======== PASSAGE FOURNI

I. L’exil libanais comme incubateur
L’opération que Mahmoud Issa dirigea au début des années 1990 eut en réalité des répercussions qui allaient transformer durablement le rapport de force entre l’Etat hébreu et le mouvement islamiste palestinien, et qu’aucune des deux parties n’avait envisagées. Le lendemain de la découverte du corps supplicié du sergent-chef Nissim Toledano, le 16 décembre 1992, Israël arrête quelque 400 membres présumés du Hamas à Gaza. Menottés, les yeux bandés, ils sont expulsés en bus vers le Liban, abandonnés près de Marj Al-Zohour, dans un froid mordant, avec 50 dollars, un manteau et deux couvertures pour tout bagage.
Mais, au lieu de fragmenter l’organisation, cet exil forcé allait devenir un incubateur stratégique. La chercheuse Leila Seurat, dans son ouvrage Le Hamas et le monde (CNRS Editions, 2015), voit dans cet épisode l’« acte de naissance de [s]a politique étrangère ». Car, des villages alentour, le Hezbollah les observe, puis les prend sous son aile : des convois d’ânes acheminent tentes, nourriture et savon. Bientôt, des médias affluent du monde entier, discrètement escortés par des instructeurs de la milice chiite libanaise.
Parmi les Palestiniens, un jeune homme aux yeux noirs attire l’attention : Yéhia Ayache, diplômé en génie électrique. Repéré par les Libanais pour son habileté dans la confection de bombes artisanales, il est formé à recruter des candidats au suicide, capables d’opérer dans sa Cisjordanie natale. Pendant ce temps, les images de Marj Al-Zohour font le tour du monde, contraignant Israël, face au scandale, à autoriser le retour des exilés. Yéhia Ayache met aussitôt en pratique ce qu’il a appris. Dès avril 1993, il frappe la colonie de Mehola, à 50 kilomètres au nord-est de Naplouse : l’attentat-suicide à la voiture piégée blesse huit soldats israéliens et tue un Palestinien, serveur dans un snack-bar. C’est la première d’une série d’attaques sanglantes, orchestrées par l’« ingénieur » du Hamas, qui compromettent le jeune processus de paix d’Oslo.

================

> [OBJECTIFS]
(A) D'après le passage sur l'exil à Marj Al-Zohour, qu'emportent les expulsés pour tout bagage ?
(B) Dans le passage sur l'exil à Marj Al-Zohour, pourquoi Israël autorise-t-il le retour des exilés ? Répondez en une à trois phrases.
(C) Indiquez si chaque affirmation concorde avec le passage sur l'exil à Marj Al-Zohour, par oui ou par non, en citant les mots décisifs : (i) Les expulsés sont abandonnés près de Marj Al-Zohour. (ii) Yéhia Ayache est diplômé en droit. (iii) L'attentat de Mehola tue huit soldats israéliens.

======== DONNÉES FOURNIES

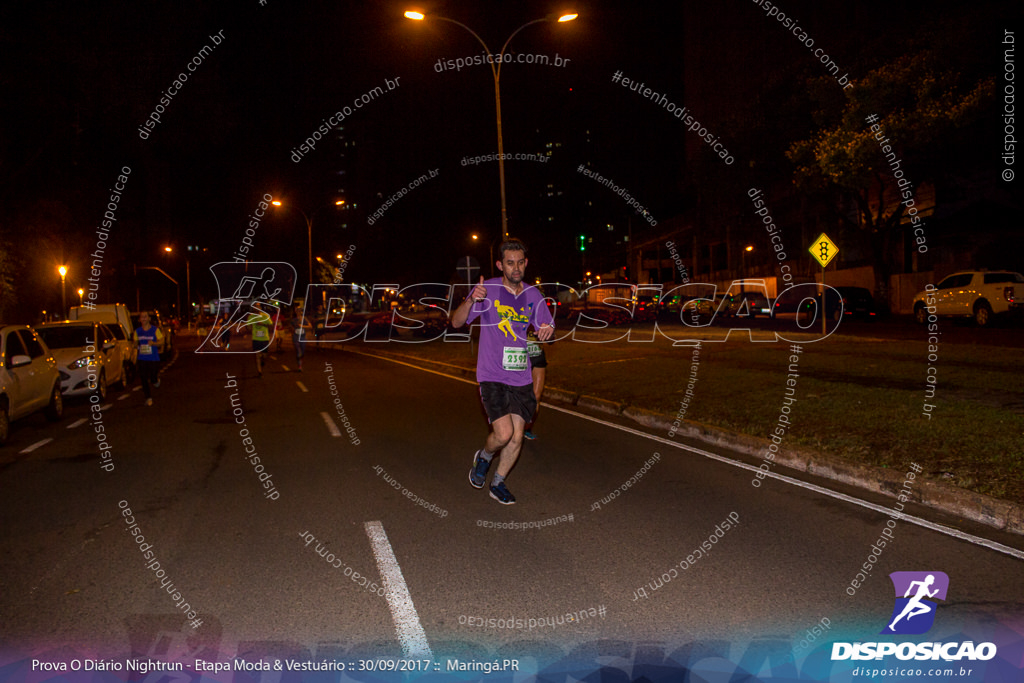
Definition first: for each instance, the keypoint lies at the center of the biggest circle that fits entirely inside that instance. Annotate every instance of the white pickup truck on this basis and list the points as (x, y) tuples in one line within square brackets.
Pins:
[(974, 294)]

================

> [RÉPONSES CI-DESSOUS]
(A) Ils n'ont que 50 dollars, un manteau et deux couvertures.

(B) Les images de Marj Al-Zohour font le tour du monde et provoquent un scandale. C'est ce scandale qui contraint Israël à autoriser le retour des exilés.

(C)
(i) Oui : « abandonnés près de Marj Al-Zohour, dans un froid mordant ».
(ii) Non : « diplômé en génie électrique ».
(iii) Non : « blesse huit soldats israéliens et tue un Palestinien, serveur dans un snack-bar ».